*What you are asked to do*
Return the passage from the National Donut Day piece between "I have to give" and "around the mid-section.", inclusive, copied word for word.

*Reading passage*
####################

National Donut Day is probably one of the more outrageous pseudo-holidays that I’ve heard of yet, though it is sheer genius from a marketing standpoint. At a time when most people are super self-conscious about their body image and getting in shape for the coming bikini summer that is just around the corner, let’s celebrate a nutritionally void pastry!! WHOO HOO!!! And, judging by the response on social media across the board, it has been a smashing success so far.
I have to give everyone full disclosure here…. I am a donut junky. I love them in every shape, size, flavor, and configuration. I love donuts with the glaze, without the glaze, with a hole, filled with all sorts of creams, jellies, jams, etc. Diners Drive-ins and Dives did a special a while back that featured a glazed chocolate covered bacon dipped donut that I swear was calling my name softly through the television. Over the course of my life I’ve probably eaten my fair share of donuts along with at least two other peoples’ to boot. And, sad as it is to admit this, as my metabolism starts to slow down with age, many of those tasty pastries that I thought had been left far in the dust are beginning to catch back up with me and congregate around the mid-section.

####################

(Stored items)
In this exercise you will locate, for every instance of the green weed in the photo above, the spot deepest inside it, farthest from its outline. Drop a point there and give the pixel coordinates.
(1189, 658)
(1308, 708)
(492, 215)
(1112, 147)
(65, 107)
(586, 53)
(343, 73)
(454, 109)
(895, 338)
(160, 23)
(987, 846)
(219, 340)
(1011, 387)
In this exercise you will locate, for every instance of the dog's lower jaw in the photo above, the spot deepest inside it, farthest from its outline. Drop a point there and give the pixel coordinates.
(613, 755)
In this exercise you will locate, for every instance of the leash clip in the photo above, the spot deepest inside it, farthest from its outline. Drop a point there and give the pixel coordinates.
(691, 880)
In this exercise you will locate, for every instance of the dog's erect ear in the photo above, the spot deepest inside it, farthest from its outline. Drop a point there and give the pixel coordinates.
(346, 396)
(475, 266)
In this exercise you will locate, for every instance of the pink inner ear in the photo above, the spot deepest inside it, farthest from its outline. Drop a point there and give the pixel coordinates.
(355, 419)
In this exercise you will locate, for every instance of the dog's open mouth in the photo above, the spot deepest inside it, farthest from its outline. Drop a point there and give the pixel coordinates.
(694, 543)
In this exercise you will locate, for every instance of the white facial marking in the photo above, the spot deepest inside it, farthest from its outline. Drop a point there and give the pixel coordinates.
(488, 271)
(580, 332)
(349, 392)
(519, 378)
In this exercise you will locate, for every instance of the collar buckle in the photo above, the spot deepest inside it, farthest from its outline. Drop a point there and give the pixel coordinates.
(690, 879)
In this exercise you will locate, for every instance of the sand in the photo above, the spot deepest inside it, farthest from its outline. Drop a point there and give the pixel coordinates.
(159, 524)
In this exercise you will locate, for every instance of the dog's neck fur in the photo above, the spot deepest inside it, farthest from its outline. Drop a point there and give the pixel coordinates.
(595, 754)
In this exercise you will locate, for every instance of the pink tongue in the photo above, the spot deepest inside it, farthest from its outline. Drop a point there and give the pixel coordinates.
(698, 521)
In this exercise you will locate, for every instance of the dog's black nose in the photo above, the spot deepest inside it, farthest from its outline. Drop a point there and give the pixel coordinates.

####################

*Task answer*
I have to give everyone full disclosure here…. I am a donut junky. I love them in every shape, size, flavor, and configuration. I love donuts with the glaze, without the glaze, with a hole, filled with all sorts of creams, jellies, jams, etc. Diners Drive-ins and Dives did a special a while back that featured a glazed chocolate covered bacon dipped donut that I swear was calling my name softly through the television. Over the course of my life I’ve probably eaten my fair share of donuts along with at least two other peoples’ to boot. And, sad as it is to admit this, as my metabolism starts to slow down with age, many of those tasty pastries that I thought had been left far in the dust are beginning to catch back up with me and congregate around the mid-section.